BEGIN Provided data
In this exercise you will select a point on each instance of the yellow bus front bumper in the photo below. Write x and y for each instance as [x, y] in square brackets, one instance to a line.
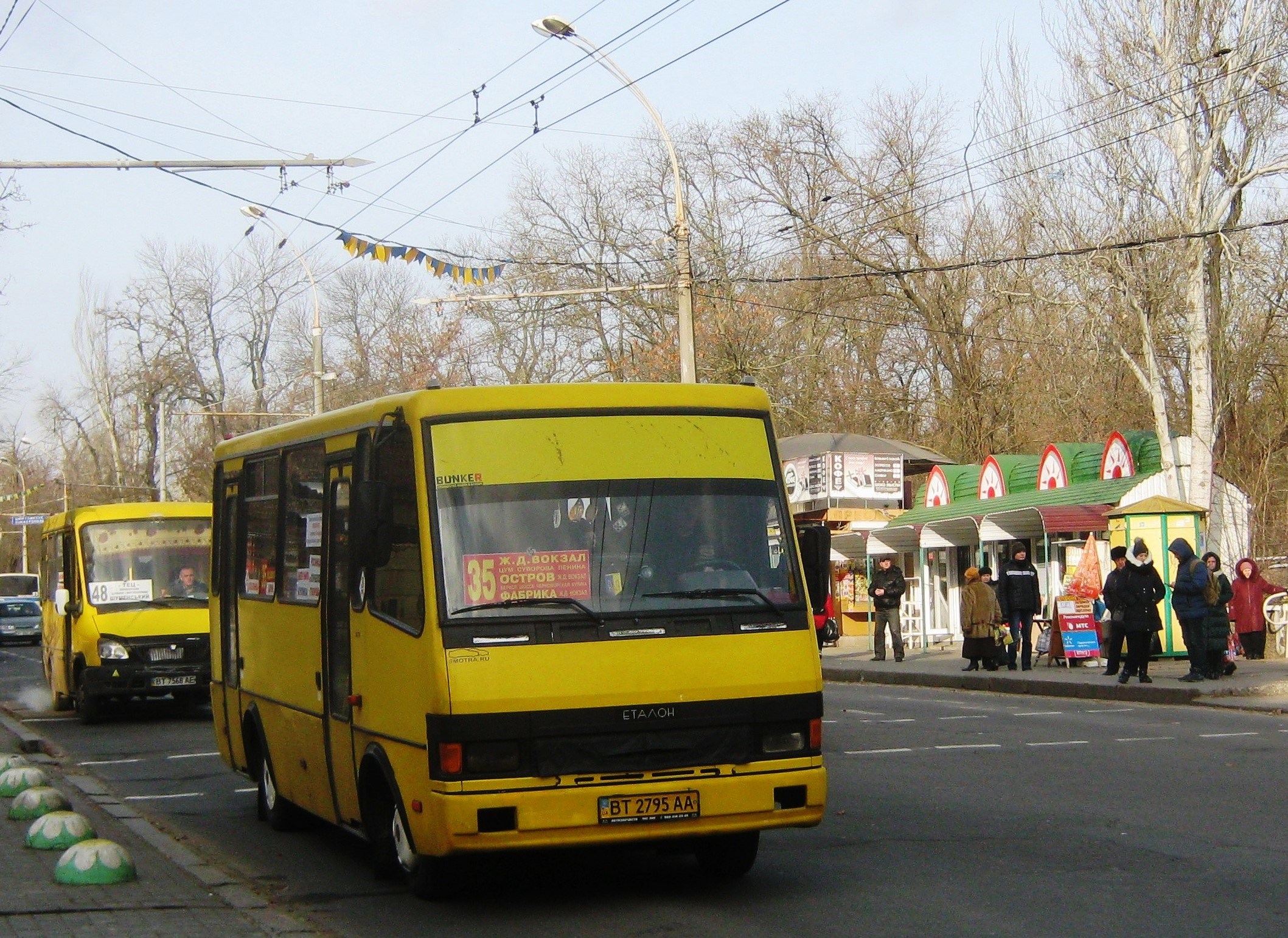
[569, 816]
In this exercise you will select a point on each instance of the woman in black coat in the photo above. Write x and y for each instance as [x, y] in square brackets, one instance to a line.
[1140, 592]
[1216, 627]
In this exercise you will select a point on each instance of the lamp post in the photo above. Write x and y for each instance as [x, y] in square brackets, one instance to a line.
[560, 29]
[23, 488]
[260, 215]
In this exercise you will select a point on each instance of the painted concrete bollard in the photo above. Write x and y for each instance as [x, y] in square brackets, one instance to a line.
[18, 780]
[94, 864]
[60, 830]
[35, 802]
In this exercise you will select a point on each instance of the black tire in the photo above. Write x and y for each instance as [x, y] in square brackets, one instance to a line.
[89, 709]
[273, 807]
[395, 858]
[728, 856]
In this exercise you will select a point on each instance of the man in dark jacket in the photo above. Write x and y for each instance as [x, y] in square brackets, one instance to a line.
[1115, 602]
[886, 591]
[1020, 598]
[1191, 606]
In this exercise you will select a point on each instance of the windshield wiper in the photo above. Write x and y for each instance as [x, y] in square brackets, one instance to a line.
[534, 601]
[720, 592]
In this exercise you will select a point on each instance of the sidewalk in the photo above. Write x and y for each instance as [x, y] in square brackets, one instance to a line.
[177, 893]
[1255, 686]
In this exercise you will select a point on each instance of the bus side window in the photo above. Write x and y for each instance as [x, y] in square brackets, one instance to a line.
[397, 589]
[259, 494]
[302, 548]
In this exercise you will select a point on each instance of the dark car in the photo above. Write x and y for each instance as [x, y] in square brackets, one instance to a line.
[19, 620]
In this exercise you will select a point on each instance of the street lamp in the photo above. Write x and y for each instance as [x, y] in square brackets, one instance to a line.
[23, 488]
[260, 215]
[560, 29]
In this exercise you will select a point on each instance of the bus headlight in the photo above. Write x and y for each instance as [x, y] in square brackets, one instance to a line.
[111, 650]
[491, 758]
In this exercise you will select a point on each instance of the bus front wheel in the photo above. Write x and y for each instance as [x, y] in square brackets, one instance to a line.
[428, 878]
[88, 707]
[728, 856]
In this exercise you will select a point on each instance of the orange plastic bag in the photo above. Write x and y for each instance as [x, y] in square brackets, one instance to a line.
[1086, 576]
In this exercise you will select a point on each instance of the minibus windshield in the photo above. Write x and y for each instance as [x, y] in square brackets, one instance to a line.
[614, 547]
[152, 561]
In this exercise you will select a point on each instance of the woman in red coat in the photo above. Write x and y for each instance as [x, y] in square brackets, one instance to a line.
[1246, 608]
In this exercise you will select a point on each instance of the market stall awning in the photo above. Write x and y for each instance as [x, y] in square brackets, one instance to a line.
[953, 532]
[1086, 494]
[899, 539]
[849, 546]
[1042, 519]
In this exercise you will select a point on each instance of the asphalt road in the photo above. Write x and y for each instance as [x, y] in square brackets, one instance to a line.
[950, 813]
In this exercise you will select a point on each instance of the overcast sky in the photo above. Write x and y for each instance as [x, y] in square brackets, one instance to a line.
[248, 80]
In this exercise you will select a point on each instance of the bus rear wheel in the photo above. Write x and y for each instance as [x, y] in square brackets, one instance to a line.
[280, 813]
[728, 856]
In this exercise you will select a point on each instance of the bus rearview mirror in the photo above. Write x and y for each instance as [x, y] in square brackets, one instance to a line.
[816, 543]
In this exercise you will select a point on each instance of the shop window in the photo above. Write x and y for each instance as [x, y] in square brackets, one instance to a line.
[259, 485]
[302, 544]
[397, 589]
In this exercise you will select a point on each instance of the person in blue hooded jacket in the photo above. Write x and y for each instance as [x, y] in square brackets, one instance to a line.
[1191, 606]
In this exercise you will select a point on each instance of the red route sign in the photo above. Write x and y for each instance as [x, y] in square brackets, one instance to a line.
[540, 575]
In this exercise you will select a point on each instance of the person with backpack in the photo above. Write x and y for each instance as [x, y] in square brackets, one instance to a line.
[1194, 592]
[1217, 624]
[1140, 591]
[1020, 598]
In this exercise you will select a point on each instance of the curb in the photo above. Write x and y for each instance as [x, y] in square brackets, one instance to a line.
[27, 740]
[214, 879]
[1135, 693]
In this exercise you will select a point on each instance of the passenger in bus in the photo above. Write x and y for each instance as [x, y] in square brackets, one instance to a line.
[187, 584]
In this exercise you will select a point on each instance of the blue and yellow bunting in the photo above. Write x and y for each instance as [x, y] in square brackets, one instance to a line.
[361, 248]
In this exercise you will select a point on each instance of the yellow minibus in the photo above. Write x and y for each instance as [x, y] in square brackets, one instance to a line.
[124, 605]
[482, 619]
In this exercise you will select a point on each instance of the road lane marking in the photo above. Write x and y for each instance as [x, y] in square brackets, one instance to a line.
[161, 798]
[973, 745]
[1217, 736]
[110, 762]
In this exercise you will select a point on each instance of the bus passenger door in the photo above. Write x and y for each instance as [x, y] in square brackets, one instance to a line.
[228, 706]
[336, 648]
[71, 580]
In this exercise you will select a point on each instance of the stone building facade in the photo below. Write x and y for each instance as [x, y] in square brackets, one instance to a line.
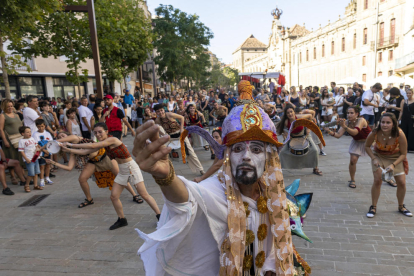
[364, 43]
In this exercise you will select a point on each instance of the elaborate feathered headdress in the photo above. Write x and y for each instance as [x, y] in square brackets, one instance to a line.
[248, 122]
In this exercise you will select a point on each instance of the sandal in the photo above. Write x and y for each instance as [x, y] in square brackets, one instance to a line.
[317, 172]
[403, 210]
[137, 199]
[351, 184]
[86, 203]
[372, 211]
[392, 183]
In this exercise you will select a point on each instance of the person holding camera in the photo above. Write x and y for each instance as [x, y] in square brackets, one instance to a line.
[368, 104]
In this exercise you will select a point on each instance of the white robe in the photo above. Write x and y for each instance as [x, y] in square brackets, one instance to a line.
[189, 235]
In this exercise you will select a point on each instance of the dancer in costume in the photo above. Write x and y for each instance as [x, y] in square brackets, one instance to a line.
[169, 123]
[90, 162]
[217, 163]
[407, 122]
[359, 129]
[388, 156]
[193, 117]
[128, 171]
[223, 225]
[300, 150]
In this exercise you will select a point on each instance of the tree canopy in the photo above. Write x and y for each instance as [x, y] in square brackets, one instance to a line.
[17, 19]
[181, 42]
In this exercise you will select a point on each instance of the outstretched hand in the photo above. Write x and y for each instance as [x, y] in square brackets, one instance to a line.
[152, 157]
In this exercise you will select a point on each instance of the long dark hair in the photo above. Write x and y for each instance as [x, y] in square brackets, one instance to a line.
[395, 131]
[323, 93]
[187, 110]
[281, 125]
[95, 114]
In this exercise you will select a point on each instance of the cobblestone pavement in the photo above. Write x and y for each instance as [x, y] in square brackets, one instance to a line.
[57, 238]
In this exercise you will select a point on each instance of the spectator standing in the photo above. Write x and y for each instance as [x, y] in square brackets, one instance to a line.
[72, 125]
[403, 92]
[92, 99]
[28, 147]
[42, 137]
[368, 105]
[68, 105]
[339, 102]
[31, 113]
[128, 98]
[113, 117]
[85, 115]
[9, 128]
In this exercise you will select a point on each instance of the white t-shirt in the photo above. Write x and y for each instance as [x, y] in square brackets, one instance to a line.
[29, 118]
[367, 109]
[384, 102]
[404, 94]
[46, 135]
[28, 146]
[87, 113]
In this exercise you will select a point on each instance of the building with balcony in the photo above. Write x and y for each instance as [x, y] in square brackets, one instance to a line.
[361, 43]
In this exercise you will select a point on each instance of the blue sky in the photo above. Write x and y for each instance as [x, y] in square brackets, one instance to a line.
[233, 21]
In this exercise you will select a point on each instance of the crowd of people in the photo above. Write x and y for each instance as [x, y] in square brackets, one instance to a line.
[240, 130]
[26, 125]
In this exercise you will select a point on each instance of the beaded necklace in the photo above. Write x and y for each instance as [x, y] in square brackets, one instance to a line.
[261, 236]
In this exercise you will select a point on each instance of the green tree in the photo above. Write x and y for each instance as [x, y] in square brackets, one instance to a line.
[17, 19]
[181, 42]
[61, 34]
[125, 37]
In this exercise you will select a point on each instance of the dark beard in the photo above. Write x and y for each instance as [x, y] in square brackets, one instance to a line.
[242, 178]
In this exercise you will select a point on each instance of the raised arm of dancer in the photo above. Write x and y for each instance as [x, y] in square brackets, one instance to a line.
[125, 120]
[215, 167]
[106, 143]
[153, 158]
[68, 167]
[70, 139]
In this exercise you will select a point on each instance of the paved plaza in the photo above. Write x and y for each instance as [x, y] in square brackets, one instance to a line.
[57, 238]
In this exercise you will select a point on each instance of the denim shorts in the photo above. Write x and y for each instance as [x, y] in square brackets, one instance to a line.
[42, 160]
[370, 118]
[33, 168]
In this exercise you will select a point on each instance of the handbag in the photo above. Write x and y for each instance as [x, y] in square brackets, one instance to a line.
[15, 139]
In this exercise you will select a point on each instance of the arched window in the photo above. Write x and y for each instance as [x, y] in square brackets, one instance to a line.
[365, 36]
[392, 31]
[355, 41]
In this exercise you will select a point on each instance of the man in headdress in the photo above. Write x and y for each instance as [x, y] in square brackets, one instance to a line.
[235, 223]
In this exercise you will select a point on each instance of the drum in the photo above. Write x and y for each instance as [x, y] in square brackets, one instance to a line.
[298, 146]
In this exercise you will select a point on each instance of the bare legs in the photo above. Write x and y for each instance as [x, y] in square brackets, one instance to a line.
[115, 194]
[352, 166]
[147, 197]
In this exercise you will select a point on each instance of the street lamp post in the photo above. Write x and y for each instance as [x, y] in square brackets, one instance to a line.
[89, 8]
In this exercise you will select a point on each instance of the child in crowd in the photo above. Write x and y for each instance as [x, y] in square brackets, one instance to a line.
[28, 147]
[42, 137]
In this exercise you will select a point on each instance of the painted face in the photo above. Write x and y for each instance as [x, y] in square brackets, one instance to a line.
[100, 133]
[386, 123]
[351, 114]
[217, 137]
[248, 161]
[291, 114]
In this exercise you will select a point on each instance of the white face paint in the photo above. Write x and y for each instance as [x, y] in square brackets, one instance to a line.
[248, 161]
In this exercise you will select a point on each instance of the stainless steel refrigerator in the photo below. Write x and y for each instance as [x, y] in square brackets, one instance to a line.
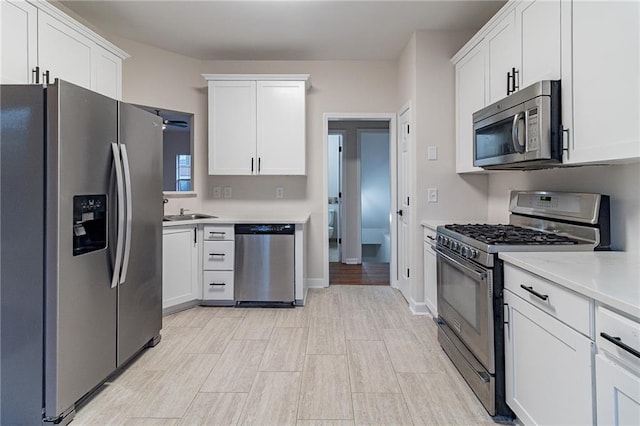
[81, 245]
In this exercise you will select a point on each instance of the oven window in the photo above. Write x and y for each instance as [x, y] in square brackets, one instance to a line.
[495, 140]
[462, 293]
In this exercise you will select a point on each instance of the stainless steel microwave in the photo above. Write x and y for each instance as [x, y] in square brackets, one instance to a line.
[521, 131]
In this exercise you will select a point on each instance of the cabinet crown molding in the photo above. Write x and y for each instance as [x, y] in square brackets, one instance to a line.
[261, 77]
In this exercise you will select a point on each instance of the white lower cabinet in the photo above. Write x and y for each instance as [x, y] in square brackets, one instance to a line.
[548, 365]
[617, 368]
[179, 267]
[218, 252]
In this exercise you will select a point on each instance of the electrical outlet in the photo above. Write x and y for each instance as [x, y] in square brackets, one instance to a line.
[432, 153]
[217, 192]
[432, 195]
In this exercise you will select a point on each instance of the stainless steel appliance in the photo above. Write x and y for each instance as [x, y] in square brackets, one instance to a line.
[470, 278]
[521, 131]
[264, 264]
[81, 250]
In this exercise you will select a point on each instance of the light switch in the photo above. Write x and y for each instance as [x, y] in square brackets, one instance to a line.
[432, 195]
[432, 153]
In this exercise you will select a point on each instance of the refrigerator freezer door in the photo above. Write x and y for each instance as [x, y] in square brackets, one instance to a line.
[140, 291]
[21, 253]
[80, 309]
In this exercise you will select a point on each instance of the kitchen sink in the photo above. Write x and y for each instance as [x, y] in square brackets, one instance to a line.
[189, 216]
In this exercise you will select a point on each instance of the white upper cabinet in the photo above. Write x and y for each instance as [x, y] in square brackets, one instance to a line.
[281, 128]
[501, 46]
[257, 125]
[19, 35]
[601, 83]
[538, 28]
[232, 127]
[38, 38]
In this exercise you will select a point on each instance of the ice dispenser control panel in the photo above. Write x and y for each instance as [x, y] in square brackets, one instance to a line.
[89, 223]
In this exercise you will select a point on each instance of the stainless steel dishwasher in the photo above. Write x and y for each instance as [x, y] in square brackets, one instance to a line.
[264, 265]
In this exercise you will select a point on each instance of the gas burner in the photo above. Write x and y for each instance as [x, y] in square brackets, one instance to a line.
[510, 235]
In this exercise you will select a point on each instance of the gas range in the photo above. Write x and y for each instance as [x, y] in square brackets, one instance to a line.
[539, 221]
[470, 278]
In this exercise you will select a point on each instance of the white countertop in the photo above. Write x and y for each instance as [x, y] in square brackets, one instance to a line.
[609, 277]
[243, 218]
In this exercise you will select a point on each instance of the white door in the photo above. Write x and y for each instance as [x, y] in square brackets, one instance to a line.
[404, 202]
[18, 40]
[232, 128]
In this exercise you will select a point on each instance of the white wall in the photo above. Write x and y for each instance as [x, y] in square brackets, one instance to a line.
[620, 182]
[426, 80]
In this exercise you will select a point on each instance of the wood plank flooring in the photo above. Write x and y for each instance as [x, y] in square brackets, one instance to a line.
[368, 273]
[352, 355]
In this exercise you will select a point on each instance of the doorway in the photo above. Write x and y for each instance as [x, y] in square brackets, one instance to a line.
[360, 186]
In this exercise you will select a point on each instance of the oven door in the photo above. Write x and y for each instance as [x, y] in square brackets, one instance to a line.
[465, 292]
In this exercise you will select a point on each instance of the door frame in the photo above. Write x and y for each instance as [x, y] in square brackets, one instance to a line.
[392, 119]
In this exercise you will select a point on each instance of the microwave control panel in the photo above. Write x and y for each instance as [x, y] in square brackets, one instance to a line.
[533, 139]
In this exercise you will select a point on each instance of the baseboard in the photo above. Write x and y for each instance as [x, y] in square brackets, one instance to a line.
[418, 308]
[180, 307]
[316, 283]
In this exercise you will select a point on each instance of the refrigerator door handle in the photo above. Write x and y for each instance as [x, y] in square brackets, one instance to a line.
[129, 216]
[120, 188]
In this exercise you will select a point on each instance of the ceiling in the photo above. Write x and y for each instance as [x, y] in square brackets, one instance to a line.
[281, 30]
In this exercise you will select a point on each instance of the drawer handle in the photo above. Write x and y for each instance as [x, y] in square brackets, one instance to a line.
[618, 342]
[535, 293]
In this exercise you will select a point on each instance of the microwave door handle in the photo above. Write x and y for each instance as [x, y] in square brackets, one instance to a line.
[515, 134]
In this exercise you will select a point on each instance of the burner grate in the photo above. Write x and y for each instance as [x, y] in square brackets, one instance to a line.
[510, 234]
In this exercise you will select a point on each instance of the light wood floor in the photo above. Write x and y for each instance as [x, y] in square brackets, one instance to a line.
[367, 273]
[353, 355]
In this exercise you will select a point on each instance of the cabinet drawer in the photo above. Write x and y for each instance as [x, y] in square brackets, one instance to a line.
[217, 285]
[218, 233]
[569, 307]
[217, 255]
[625, 331]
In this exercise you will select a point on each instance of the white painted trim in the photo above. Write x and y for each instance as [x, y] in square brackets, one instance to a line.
[392, 118]
[316, 283]
[418, 308]
[263, 77]
[61, 16]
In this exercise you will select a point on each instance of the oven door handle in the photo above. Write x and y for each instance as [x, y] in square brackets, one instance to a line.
[479, 276]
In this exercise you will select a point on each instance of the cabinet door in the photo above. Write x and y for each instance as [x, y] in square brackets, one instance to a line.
[232, 128]
[281, 128]
[617, 392]
[605, 82]
[179, 266]
[502, 56]
[19, 36]
[470, 97]
[430, 279]
[538, 25]
[64, 52]
[107, 73]
[547, 367]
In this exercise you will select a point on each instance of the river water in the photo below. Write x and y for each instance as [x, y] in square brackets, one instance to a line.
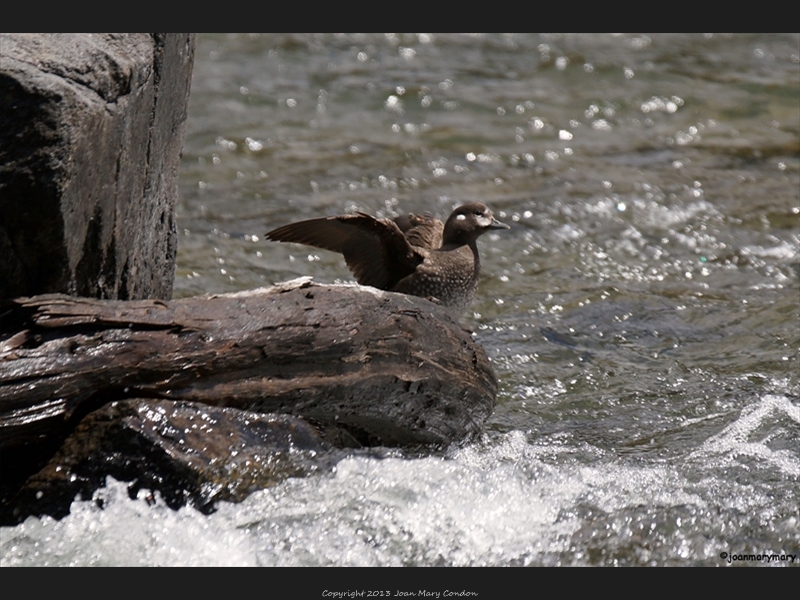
[642, 313]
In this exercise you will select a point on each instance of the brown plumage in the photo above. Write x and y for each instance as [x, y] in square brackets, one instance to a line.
[412, 254]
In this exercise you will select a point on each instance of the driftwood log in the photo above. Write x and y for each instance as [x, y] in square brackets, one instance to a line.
[364, 367]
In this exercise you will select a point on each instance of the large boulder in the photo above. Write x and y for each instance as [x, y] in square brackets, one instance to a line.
[91, 131]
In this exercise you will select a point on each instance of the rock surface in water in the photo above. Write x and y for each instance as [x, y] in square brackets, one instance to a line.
[187, 452]
[91, 132]
[367, 368]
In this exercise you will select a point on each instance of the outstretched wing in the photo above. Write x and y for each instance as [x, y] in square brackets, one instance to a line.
[375, 250]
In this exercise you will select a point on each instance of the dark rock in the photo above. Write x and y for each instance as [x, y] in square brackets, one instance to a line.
[188, 452]
[368, 368]
[91, 131]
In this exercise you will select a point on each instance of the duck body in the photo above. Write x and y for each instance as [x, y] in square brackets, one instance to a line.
[412, 254]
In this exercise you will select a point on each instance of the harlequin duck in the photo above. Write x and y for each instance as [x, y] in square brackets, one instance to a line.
[411, 254]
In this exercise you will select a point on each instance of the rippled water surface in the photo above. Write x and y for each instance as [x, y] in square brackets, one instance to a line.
[642, 314]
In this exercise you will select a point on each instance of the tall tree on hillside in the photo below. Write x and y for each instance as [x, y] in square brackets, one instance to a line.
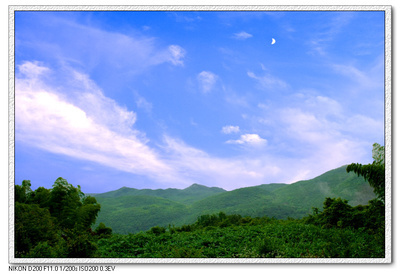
[373, 173]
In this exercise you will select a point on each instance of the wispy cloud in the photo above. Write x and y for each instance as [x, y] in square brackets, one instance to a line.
[97, 130]
[82, 128]
[230, 129]
[242, 35]
[249, 139]
[206, 80]
[268, 81]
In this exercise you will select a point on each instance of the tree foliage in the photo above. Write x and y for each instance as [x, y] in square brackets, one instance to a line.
[373, 173]
[55, 222]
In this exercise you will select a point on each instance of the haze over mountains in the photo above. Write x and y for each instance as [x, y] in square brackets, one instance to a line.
[130, 210]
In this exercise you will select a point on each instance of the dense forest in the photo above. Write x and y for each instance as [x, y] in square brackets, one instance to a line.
[61, 223]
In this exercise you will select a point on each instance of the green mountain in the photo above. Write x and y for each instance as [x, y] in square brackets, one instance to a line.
[129, 210]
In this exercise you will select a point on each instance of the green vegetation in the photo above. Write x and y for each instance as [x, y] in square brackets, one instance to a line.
[131, 210]
[233, 236]
[59, 222]
[56, 222]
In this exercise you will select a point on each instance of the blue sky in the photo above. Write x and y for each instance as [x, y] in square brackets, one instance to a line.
[168, 99]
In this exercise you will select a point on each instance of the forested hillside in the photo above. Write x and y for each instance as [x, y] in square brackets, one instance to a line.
[130, 210]
[59, 222]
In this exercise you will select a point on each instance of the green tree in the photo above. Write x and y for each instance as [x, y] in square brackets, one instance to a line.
[32, 226]
[373, 173]
[22, 192]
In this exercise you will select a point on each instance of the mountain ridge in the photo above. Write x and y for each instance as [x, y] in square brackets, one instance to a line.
[130, 210]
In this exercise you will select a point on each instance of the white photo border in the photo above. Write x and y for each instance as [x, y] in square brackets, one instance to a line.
[388, 134]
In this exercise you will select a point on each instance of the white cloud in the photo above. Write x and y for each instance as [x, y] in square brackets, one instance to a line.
[230, 129]
[242, 35]
[268, 81]
[177, 54]
[47, 120]
[249, 139]
[207, 81]
[198, 166]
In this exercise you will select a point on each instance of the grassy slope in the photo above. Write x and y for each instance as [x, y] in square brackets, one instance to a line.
[131, 210]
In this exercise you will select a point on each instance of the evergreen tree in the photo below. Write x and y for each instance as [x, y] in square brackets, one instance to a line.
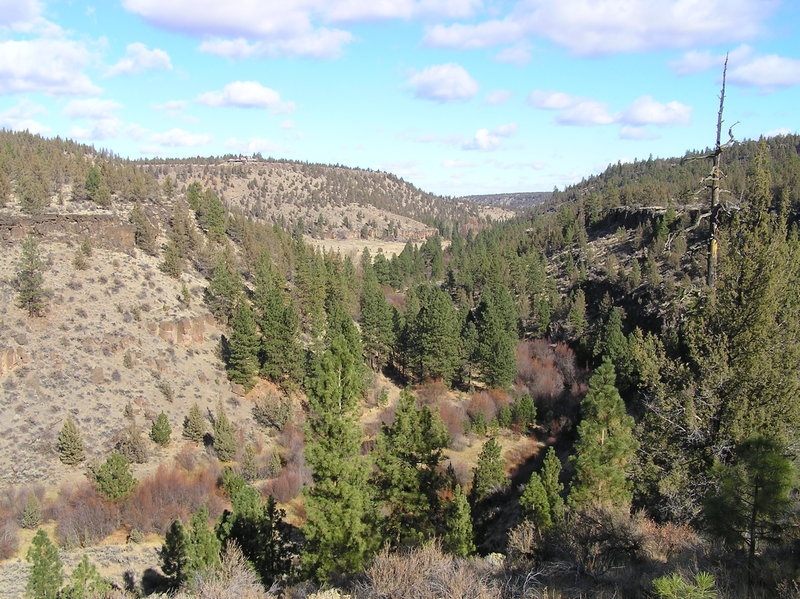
[69, 444]
[145, 233]
[114, 478]
[340, 524]
[751, 498]
[194, 426]
[458, 535]
[85, 582]
[224, 436]
[497, 338]
[160, 432]
[45, 577]
[32, 513]
[242, 354]
[30, 268]
[605, 447]
[408, 454]
[224, 291]
[488, 474]
[376, 319]
[203, 546]
[174, 553]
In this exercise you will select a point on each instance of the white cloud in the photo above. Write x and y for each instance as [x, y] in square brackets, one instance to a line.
[91, 108]
[139, 58]
[496, 97]
[443, 83]
[247, 94]
[49, 66]
[178, 138]
[255, 145]
[601, 27]
[636, 133]
[20, 118]
[488, 140]
[646, 111]
[768, 72]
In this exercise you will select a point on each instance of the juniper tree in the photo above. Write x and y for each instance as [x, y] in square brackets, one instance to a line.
[69, 444]
[85, 582]
[458, 537]
[242, 350]
[174, 553]
[30, 269]
[340, 524]
[114, 478]
[194, 426]
[408, 454]
[160, 432]
[45, 577]
[224, 436]
[605, 447]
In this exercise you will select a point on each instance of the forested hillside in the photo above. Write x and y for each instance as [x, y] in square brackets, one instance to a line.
[558, 405]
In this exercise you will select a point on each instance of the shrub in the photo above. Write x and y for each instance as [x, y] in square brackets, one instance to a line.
END Provided data
■ Exercise task ■
Could you rewrite the data, from its start up to and including the line with "[1216, 627]", as a Markdown table with a "No." column for the row number and a "Line" column for the line itself? Skip blank lines and leave the pictures out.

■ The output ■
| No. | Line |
|---|---|
| 1 | In this exercise you will select a point on each instance of the yellow bus front bumper in the photo below. Write x and y for each instance as [x, y] in square brackets, one instance to a line. |
| 2 | [569, 816] |
| 3 | In this exercise you will select a point on each instance of the woman in black coat in the photo above. Write x and y for each instance as [x, y] in square brackets, one instance to a line. |
| 4 | [1140, 592] |
| 5 | [1216, 627] |